Exercise description
Reproduce each line verbatim, everything from the start of the entries down to and including the line that contains "positive clicks: (201, 96)".

Material for this exercise
* * *

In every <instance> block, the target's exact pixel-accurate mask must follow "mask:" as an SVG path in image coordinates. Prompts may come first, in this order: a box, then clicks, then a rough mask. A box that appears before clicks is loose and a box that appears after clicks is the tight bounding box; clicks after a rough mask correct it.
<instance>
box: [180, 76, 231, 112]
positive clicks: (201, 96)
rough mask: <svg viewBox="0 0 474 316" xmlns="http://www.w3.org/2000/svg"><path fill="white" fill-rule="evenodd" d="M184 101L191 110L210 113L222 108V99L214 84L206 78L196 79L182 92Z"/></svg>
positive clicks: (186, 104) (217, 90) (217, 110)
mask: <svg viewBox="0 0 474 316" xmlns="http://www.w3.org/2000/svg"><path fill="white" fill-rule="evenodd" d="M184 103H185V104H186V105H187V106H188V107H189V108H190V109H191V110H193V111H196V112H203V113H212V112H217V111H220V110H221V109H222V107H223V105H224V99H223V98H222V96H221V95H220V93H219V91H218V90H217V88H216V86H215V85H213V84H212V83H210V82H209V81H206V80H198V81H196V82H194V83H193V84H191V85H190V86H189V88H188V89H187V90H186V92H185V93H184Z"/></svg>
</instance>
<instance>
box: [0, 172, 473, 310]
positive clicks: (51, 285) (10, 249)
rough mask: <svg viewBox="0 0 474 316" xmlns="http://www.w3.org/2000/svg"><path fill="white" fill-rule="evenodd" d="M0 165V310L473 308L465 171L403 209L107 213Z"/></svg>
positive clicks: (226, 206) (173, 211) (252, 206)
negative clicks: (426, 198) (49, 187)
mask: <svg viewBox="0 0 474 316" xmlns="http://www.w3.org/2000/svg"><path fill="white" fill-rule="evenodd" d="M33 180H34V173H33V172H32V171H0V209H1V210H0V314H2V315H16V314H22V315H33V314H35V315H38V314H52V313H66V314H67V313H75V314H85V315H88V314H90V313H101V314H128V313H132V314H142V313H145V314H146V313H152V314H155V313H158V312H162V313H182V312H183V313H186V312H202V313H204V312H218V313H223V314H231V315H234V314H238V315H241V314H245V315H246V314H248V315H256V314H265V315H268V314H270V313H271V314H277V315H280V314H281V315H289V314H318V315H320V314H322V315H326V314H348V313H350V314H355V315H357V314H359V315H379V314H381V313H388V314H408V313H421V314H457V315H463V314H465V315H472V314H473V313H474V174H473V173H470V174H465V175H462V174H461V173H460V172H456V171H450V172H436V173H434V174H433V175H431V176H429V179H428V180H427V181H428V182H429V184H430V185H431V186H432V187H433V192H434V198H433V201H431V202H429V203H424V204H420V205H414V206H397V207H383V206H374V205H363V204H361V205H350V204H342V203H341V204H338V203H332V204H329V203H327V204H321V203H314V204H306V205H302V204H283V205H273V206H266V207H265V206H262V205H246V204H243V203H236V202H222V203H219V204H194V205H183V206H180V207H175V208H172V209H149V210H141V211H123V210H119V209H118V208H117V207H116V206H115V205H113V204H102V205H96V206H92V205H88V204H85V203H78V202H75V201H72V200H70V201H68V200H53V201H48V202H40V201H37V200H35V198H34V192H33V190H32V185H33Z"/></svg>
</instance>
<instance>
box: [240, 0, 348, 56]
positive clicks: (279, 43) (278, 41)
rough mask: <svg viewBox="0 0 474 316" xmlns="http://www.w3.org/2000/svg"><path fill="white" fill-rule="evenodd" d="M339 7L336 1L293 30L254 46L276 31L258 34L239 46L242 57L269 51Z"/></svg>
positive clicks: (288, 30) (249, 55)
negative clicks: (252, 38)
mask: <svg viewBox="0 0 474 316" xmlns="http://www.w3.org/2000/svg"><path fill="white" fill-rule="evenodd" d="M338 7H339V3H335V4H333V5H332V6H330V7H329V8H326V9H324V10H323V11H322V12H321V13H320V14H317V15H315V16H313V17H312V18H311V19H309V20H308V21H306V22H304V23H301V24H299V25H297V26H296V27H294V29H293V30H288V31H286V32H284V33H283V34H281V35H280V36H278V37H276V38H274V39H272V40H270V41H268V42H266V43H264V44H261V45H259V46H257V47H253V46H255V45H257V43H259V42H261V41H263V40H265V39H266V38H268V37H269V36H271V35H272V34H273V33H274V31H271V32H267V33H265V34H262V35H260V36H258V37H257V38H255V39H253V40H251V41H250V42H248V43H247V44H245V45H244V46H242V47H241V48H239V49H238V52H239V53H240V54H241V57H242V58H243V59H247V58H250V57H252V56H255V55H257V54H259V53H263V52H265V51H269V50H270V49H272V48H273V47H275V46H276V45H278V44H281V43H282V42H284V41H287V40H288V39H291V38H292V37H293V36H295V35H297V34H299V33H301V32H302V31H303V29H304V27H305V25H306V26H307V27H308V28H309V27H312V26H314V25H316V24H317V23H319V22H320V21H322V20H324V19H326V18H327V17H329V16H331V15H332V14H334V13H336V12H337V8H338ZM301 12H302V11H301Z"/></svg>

* * *

Output of the exercise
In every <instance> block, the target's exact pixel-accurate mask must follow "mask:" as an SVG path in image coordinates. Prompts may come first, in this order: a box, then clicks, then a rough mask. A box that appears before clicks is loose and a box that appears after clicks is the tight bounding box; clicks after a rough mask correct it.
<instance>
box: [180, 76, 231, 112]
positive clicks: (201, 96)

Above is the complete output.